Exercise passage:
Mahomes suffered a torn ACL and LCL in December 2025, ending what was already his most difficult season as a professional.
He posted career lows in completion percentage, passing yards, and passing touchdowns.
Some of that decline traces back to the injury itself, but analysts also pointed to a stale offensive system and a lack of a reliable rushing attack as contributing factors.
Despite all of that, NFL experts remain overwhelmingly bullish on Mahomes heading into 2026.
ESPN’s Dan Graziano predicted the Chiefs will return to the Super Bowl, citing Mahomes and head coach Andy Reid as reasons not to count Kansas City out after one down year.
Fellow ESPN analyst Jason Reid echoed that sentiment, noting that Mahomes entering his age-31 season with the Chiefs’ full organizational support makes a championship run very realistic.
Aaron Schatz went a step further, picking Mahomes as his 2026 MVP, stating plainly that he considers Mahomes the best player in the game and is comfortable picking him for the award every year he is healthy.
To project what Mahomes might accomplish in 2026, it helps to examine his 2025 statistics through the games he did play.
Before the injury, Mahomes showed flashes of his elite form, particularly during the first half of the season.
Through his first eight games of 2025, he posted a 67.0% completion percentage, a 103.1 passer rating, and was on pace for 36 passing touchdowns — numbers directly comparable to his 2022 MVP season.
One of the most exciting developments from 2025 was his expanded role as a runner.
Mahomes averaged 35 rushing yards per game — nearly double his 21.1 average during the 2022 season — and was on pace for 9 rushing touchdowns, which would shatter his career high.
He averaged a career-best 6 rushing attempts per game, making him a genuine dual-threat weapon in ways defenses had not previously had to account for at the same level.
If he carries that dimension of his game into 2026 after recovering from his knee surgery, opposing defensive coordinators will face an entirely new set of problems.
Comparing Mahomes’ projected 2026 trajectory against his two previous MVP campaigns reveals just how attainable another landmark season is.
In 2018, he set an almost unreachable standard with 5,097 passing yards, 50 touchdowns, and a 113.8 passer rating.
In 2022, he led the league in both passing yards and touchdowns while winning the Super Bowl and earning both the regular season and Super Bowl MVP awards.

Activity list:
• A. Answer each question from the passage on Mahomes.
(i) What injuries did Mahomes suffer in December 2025?
(ii) Which analyst picked Mahomes as his 2026 MVP?
(iii) How many passing yards did Mahomes record in 2018?
• B. Using the passage on Mahomes, explain why Jason Reid considers a Chiefs championship run very realistic.
• C. Carry on the passage on Mahomes from its last sentence.
The data that come after this text are not needed for the work on it.

Source information:
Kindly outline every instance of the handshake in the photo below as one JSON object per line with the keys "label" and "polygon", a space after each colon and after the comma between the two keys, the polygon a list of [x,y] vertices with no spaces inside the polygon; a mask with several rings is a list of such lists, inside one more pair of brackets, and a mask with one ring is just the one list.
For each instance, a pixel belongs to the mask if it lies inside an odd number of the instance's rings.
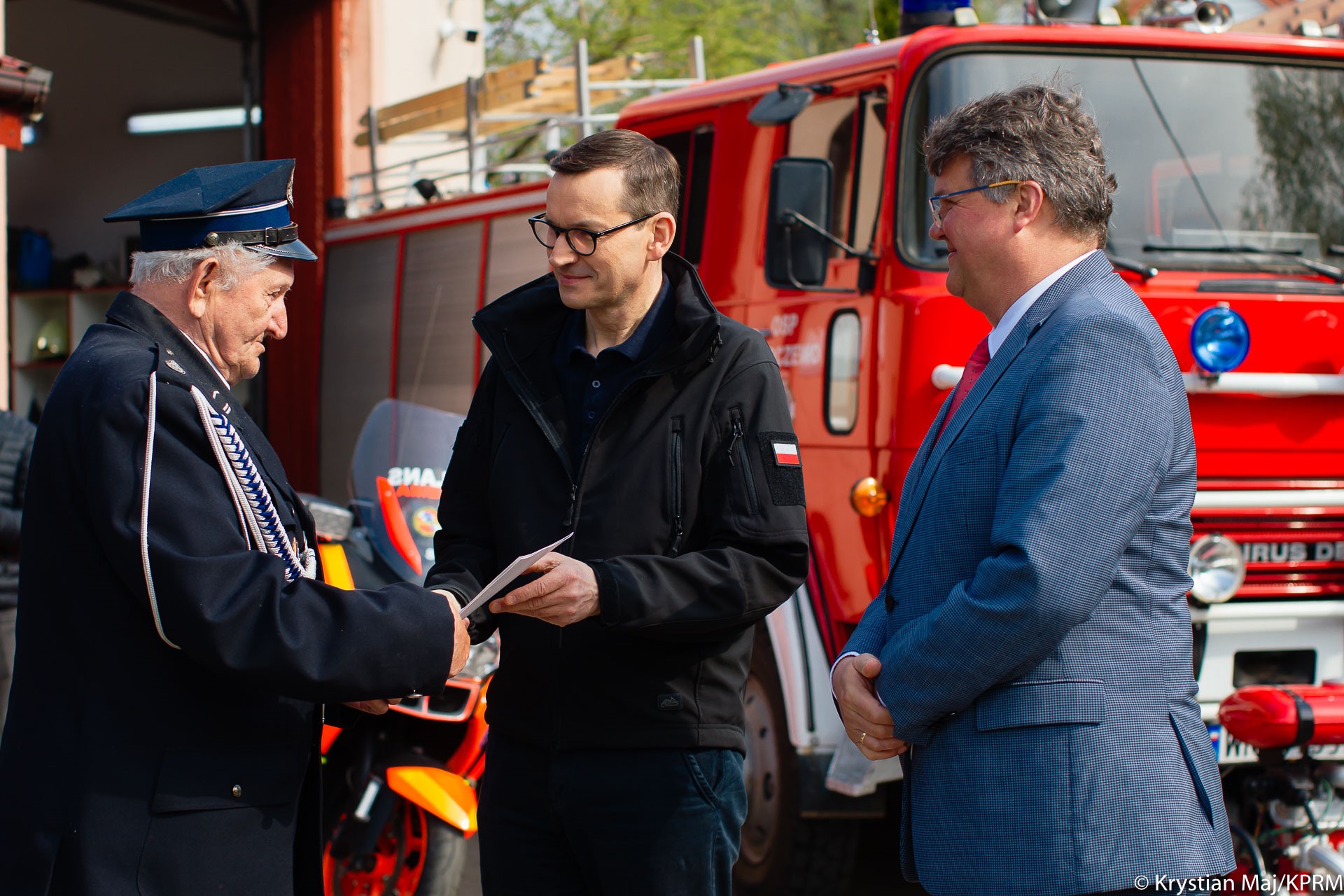
{"label": "handshake", "polygon": [[[453,668],[449,677],[456,676],[466,665],[466,657],[472,652],[472,639],[466,634],[466,619],[462,618],[462,607],[457,602],[457,596],[452,591],[439,591],[435,588],[435,594],[442,594],[449,606],[453,607],[453,613],[457,615],[457,621],[453,625]],[[388,707],[395,707],[402,701],[401,697],[390,697],[388,700],[355,700],[347,703],[345,705],[352,709],[359,709],[360,712],[367,712],[374,716],[380,716],[387,712]]]}

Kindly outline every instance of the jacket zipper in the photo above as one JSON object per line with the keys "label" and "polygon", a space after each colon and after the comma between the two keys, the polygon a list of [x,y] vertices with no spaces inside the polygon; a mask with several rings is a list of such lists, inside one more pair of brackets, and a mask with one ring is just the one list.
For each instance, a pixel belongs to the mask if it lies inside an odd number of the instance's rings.
{"label": "jacket zipper", "polygon": [[672,418],[672,548],[669,556],[681,553],[681,418]]}
{"label": "jacket zipper", "polygon": [[732,439],[728,442],[728,465],[737,466],[742,461],[742,480],[747,486],[747,508],[751,516],[761,513],[761,502],[757,500],[755,480],[751,477],[751,461],[747,458],[747,445],[742,439],[742,411],[732,408]]}

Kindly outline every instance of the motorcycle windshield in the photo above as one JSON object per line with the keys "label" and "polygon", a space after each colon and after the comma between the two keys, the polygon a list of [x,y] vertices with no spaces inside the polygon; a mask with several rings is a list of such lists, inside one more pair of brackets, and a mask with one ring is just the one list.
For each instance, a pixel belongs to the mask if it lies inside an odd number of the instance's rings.
{"label": "motorcycle windshield", "polygon": [[352,508],[374,549],[407,582],[422,580],[434,564],[438,498],[464,419],[384,399],[370,412],[355,445]]}

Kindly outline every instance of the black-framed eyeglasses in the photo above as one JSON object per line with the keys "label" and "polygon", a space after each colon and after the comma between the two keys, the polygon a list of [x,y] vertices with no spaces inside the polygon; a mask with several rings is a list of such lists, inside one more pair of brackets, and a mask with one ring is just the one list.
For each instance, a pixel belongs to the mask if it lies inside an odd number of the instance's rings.
{"label": "black-framed eyeglasses", "polygon": [[942,206],[943,199],[950,199],[952,196],[961,196],[962,193],[978,193],[981,189],[993,189],[995,187],[1008,187],[1011,184],[1024,184],[1024,180],[1000,180],[992,184],[985,184],[984,187],[969,187],[966,189],[958,189],[953,193],[938,193],[937,196],[929,197],[929,211],[933,214],[933,226],[942,227]]}
{"label": "black-framed eyeglasses", "polygon": [[536,236],[536,242],[542,243],[547,249],[555,249],[555,243],[564,236],[564,242],[570,244],[570,249],[578,255],[591,255],[597,251],[598,236],[606,236],[607,234],[614,234],[618,230],[625,230],[632,224],[638,224],[641,220],[648,220],[657,215],[656,211],[650,211],[648,215],[636,218],[634,220],[628,220],[624,224],[617,224],[616,227],[607,227],[606,230],[585,230],[582,227],[556,227],[551,222],[546,220],[546,215],[534,215],[527,219],[527,223],[532,226],[532,235]]}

Per-task outputs:
• A.
(i) A torn ACL and LCL.
(ii) Aaron Schatz.
(iii) 5,097.

• B. Jason Reid points out that Mahomes is entering his age-31 season with the Chiefs' full organizational support. He presents this as the reason a championship run is very realistic.

• C.
His 2025 first-half numbers slotted comfortably between those two benchmarks.
If Mahomes returns fully healthy in September 2026 — which both his medical team and the Chiefs organization expect — and the offensive system gets the refresh it needs, a season in the range of 4,500 to 5,000 passing yards, 38 to 45 touchdowns, and continued production on the ground represents a realistic ceiling.
That kind of output, combined with the Chiefs’ built-in organizational advantages, would make him the frontrunner for MVP from opening weekend.
Kansas City has significant offseason work ahead of it, including navigating roughly $58 million in projected salary cap overages.
However, the Chiefs have demonstrated repeatedly that they can retool quickly.
Their 2022 offseason rebuild — which produced a Super Bowl championship — stands as proof that one productive draft and smart free agency additions can transform a roster.
Mahomes’ weapons heading into 2026 include tight end Travis Kelce, wide receivers Rashee Rice and Xavier Worthy, and additional depth options.
If the front office adds even one impact playmaker at wide receiver or running back, the offense could look dramatically different from the unit that sputtered late in 2025.
A stronger running game would also take pressure off Mahomes and reduce the wear on his surgically repaired knee as he eases back into full activity.
Only six players in NFL history — Jim Brown, Johnny Unitas, Brett Favre, Peyton Manning, Tom Brady, and Aaron Rodgers — have won three or more NFL MVP awards. Mahomes has two.
A healthy, motivated Mahomes with a refreshed supporting cast and a point to prove after his first missed postseason represents perhaps the most dangerous version of an already legendary quarterback.